▸ **Stated exercise**
Print exactly, and only, the lines running from the line containing "Could you please outline every instance of the partially" through the end of the records below.

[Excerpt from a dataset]
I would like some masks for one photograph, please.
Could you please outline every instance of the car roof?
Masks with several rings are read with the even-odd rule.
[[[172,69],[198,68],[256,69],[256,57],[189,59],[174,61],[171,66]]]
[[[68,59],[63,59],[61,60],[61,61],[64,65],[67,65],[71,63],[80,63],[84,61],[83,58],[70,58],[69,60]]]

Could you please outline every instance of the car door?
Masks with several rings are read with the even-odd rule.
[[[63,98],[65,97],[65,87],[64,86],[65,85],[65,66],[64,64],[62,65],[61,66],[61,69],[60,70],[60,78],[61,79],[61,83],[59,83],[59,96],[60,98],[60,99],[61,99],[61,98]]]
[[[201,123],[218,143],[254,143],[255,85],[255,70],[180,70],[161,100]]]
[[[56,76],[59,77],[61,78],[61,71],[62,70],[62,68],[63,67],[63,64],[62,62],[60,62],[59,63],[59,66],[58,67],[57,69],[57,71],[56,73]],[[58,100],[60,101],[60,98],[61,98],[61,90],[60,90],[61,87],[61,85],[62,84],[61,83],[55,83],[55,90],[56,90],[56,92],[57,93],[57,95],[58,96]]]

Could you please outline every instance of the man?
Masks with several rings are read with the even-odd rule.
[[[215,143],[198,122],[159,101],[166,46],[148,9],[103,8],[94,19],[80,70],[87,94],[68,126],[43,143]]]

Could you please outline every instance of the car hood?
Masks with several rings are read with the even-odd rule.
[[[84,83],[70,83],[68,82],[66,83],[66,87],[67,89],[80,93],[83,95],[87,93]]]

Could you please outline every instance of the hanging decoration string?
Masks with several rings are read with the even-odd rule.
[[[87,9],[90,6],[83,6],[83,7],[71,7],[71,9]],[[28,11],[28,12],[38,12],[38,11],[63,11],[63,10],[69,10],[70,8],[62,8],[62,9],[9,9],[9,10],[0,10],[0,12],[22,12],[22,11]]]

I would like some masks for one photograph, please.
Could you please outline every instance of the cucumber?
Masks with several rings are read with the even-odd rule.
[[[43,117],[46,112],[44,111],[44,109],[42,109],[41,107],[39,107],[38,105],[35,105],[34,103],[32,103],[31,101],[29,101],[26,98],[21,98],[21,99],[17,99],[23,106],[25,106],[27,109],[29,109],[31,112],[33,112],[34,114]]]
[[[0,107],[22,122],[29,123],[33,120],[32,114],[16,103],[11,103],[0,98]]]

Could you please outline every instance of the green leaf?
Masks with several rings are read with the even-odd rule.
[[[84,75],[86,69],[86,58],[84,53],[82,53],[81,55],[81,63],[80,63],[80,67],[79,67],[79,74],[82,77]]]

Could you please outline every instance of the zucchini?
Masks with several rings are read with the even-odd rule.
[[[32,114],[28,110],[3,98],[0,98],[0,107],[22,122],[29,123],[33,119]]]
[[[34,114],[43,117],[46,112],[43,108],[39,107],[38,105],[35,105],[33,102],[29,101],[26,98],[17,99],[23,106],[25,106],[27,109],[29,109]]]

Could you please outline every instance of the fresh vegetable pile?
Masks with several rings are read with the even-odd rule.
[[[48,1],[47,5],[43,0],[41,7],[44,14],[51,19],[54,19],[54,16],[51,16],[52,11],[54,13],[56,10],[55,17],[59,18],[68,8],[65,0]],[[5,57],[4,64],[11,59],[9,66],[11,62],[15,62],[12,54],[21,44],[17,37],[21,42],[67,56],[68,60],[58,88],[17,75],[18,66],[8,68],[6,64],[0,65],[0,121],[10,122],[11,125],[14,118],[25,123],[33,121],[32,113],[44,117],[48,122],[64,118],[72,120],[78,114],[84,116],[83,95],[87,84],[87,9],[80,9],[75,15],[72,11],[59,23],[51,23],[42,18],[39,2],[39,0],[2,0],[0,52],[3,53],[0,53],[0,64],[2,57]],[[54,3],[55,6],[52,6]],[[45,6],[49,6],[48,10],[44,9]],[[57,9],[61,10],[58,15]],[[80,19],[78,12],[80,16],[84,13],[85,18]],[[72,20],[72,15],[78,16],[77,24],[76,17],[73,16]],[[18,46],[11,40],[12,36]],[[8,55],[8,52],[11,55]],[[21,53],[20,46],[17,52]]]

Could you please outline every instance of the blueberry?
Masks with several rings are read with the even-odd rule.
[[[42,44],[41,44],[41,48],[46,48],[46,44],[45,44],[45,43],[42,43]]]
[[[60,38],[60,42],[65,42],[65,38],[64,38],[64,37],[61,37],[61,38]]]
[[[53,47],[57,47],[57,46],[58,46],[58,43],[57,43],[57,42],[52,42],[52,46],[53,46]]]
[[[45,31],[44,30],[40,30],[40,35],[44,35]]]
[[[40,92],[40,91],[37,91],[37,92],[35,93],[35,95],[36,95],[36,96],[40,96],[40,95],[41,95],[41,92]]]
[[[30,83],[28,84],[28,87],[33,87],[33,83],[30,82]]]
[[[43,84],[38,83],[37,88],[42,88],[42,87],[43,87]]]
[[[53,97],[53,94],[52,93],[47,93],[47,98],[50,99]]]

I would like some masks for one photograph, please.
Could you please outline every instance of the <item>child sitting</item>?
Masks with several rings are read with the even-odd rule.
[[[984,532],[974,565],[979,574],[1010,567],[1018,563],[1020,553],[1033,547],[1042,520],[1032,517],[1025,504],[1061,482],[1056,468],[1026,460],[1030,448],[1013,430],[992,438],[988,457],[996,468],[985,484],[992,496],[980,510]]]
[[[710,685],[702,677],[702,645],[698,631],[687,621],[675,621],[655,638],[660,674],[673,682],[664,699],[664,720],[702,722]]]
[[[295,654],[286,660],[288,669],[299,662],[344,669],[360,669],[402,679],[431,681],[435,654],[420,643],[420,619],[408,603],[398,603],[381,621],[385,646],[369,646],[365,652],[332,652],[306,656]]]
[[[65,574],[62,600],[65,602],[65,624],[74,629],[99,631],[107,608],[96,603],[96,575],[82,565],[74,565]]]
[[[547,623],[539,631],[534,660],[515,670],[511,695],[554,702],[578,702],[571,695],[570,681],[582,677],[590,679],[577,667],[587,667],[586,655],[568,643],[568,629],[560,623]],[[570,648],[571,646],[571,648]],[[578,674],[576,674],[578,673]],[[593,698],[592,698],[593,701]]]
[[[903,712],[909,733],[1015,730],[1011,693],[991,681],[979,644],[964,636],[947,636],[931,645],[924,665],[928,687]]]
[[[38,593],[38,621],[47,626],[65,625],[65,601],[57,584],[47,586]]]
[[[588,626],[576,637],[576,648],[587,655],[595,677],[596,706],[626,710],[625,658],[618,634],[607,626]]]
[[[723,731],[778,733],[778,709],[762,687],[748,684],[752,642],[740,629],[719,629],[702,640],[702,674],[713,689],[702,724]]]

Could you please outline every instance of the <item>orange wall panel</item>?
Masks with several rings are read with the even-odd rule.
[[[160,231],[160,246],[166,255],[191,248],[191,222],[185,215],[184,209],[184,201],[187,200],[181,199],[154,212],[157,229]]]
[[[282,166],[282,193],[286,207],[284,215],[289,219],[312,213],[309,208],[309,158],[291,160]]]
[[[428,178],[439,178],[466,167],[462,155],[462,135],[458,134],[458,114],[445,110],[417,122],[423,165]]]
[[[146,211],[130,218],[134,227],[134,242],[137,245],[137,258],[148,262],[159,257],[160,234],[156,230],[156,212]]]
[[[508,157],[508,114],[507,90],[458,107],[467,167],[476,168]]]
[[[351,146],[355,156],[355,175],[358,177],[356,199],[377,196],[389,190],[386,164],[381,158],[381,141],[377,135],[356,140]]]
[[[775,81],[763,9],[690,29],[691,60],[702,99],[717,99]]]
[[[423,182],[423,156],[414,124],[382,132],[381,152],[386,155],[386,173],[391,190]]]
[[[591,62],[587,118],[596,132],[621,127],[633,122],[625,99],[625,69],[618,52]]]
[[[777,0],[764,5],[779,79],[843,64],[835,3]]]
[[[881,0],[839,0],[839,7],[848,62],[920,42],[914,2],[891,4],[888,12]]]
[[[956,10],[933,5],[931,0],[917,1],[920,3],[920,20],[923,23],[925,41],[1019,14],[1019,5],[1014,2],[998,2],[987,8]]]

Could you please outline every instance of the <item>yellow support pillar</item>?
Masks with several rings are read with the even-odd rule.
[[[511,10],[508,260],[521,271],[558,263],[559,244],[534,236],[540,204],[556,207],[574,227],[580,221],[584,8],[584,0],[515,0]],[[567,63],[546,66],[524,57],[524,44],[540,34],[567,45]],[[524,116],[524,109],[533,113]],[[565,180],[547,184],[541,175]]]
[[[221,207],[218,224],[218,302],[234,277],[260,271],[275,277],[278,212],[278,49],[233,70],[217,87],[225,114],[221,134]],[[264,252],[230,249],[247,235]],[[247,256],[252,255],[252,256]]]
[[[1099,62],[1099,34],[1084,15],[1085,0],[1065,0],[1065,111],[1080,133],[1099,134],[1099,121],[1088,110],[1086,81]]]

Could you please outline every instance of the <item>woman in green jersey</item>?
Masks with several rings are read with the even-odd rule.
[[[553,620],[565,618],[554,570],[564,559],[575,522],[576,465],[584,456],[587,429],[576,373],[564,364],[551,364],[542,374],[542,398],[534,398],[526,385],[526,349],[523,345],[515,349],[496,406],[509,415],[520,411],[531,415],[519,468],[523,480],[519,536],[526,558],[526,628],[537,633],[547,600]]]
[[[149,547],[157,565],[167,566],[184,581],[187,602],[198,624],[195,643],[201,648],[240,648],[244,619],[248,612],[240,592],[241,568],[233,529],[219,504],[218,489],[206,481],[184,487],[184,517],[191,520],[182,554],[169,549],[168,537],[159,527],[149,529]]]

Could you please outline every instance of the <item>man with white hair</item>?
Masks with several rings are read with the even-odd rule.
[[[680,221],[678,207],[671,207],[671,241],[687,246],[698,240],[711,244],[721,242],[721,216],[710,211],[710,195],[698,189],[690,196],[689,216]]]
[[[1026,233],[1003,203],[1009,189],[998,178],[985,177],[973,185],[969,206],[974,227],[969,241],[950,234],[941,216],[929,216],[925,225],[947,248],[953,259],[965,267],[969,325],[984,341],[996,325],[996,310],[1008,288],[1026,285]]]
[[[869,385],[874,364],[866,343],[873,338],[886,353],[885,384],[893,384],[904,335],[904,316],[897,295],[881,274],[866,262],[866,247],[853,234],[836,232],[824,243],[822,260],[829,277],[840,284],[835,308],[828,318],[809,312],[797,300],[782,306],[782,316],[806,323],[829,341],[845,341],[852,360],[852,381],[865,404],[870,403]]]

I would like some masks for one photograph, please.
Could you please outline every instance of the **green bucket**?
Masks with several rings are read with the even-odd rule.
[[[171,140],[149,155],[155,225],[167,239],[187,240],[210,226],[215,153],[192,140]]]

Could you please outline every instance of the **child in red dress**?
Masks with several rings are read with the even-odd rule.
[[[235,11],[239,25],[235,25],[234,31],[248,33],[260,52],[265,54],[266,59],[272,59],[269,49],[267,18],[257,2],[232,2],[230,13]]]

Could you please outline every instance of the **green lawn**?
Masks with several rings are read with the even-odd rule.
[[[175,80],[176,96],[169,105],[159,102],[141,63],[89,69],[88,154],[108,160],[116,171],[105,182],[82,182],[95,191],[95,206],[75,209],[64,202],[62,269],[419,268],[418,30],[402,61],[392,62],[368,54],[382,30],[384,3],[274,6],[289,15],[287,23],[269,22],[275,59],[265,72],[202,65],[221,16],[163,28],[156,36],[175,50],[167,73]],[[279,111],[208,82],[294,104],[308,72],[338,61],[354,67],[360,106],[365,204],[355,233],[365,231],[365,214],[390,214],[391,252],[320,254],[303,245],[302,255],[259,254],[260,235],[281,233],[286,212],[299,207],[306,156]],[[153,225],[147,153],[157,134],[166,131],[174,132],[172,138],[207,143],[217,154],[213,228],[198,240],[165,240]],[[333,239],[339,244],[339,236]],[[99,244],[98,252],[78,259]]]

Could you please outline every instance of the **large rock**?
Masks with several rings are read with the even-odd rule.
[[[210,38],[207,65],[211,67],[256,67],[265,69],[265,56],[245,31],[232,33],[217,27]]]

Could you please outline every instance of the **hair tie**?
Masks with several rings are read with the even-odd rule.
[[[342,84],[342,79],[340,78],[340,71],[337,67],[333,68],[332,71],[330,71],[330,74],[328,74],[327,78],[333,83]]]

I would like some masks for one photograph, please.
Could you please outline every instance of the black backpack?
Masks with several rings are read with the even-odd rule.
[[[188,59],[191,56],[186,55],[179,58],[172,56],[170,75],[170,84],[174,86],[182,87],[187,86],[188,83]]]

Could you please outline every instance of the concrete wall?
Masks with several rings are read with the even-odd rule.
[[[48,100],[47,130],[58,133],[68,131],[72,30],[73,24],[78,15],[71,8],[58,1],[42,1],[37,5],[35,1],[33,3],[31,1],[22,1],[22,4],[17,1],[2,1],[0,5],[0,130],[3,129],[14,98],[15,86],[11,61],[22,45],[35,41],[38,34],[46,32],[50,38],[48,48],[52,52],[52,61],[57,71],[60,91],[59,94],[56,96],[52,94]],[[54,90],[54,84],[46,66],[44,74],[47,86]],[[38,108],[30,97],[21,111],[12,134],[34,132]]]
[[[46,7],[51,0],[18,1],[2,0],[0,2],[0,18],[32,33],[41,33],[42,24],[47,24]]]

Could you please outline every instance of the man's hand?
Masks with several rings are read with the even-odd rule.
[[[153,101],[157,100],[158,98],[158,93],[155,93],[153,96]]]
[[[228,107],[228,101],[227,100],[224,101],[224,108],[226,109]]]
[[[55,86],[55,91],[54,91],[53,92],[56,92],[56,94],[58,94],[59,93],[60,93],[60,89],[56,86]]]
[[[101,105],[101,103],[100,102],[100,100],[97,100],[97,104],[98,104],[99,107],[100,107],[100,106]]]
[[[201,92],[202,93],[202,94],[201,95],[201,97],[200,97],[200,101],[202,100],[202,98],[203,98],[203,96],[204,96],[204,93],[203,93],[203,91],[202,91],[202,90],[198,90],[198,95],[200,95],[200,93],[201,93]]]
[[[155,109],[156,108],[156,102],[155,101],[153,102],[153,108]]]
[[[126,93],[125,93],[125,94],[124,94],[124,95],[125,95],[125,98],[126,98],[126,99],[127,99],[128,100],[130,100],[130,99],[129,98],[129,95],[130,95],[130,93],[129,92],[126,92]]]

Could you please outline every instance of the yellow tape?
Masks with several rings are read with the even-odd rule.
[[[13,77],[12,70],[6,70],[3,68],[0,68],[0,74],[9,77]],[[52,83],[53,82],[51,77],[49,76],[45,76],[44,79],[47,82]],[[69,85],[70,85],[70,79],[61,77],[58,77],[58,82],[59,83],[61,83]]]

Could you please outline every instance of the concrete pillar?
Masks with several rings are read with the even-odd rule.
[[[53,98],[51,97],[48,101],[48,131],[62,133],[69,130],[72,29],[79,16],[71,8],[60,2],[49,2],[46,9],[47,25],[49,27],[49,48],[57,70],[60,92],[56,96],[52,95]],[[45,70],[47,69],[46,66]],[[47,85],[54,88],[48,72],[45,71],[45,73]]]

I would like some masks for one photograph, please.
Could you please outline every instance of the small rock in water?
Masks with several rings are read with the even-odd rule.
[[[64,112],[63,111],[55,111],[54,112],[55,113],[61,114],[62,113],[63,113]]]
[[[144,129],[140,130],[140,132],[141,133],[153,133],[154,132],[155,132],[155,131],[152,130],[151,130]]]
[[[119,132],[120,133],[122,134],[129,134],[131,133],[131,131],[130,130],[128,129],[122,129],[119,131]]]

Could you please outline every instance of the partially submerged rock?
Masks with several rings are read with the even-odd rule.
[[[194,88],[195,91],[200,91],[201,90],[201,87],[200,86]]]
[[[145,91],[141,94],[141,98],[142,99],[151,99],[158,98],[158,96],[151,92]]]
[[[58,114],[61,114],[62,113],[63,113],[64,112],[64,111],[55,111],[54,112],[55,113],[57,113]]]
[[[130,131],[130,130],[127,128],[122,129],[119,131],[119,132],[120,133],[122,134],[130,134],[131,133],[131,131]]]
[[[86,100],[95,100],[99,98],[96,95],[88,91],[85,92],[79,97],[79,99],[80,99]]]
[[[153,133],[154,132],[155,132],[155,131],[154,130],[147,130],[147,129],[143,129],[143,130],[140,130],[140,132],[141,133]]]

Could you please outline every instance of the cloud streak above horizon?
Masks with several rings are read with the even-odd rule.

▸ **Complete response**
Could you please outline every instance of the partially submerged rock?
Masks with several rings are read with the even-odd rule.
[[[194,88],[195,91],[200,91],[201,90],[201,87],[200,86]]]
[[[145,91],[141,94],[141,98],[142,99],[151,99],[158,98],[158,96],[151,92]]]
[[[58,114],[61,114],[62,113],[63,113],[64,112],[64,111],[55,111],[54,112],[55,113],[57,113]]]
[[[130,131],[130,130],[127,128],[122,129],[119,131],[119,132],[120,133],[122,134],[130,134],[131,133],[131,131]]]
[[[86,100],[95,100],[99,98],[96,95],[88,91],[85,92],[79,97],[79,99],[80,99]]]
[[[153,133],[154,132],[155,132],[155,131],[154,130],[147,130],[147,129],[143,129],[143,130],[140,130],[140,132],[141,133]]]

Could you please outline every instance of the cloud streak above horizon?
Masks with several rings are read with the even-odd rule.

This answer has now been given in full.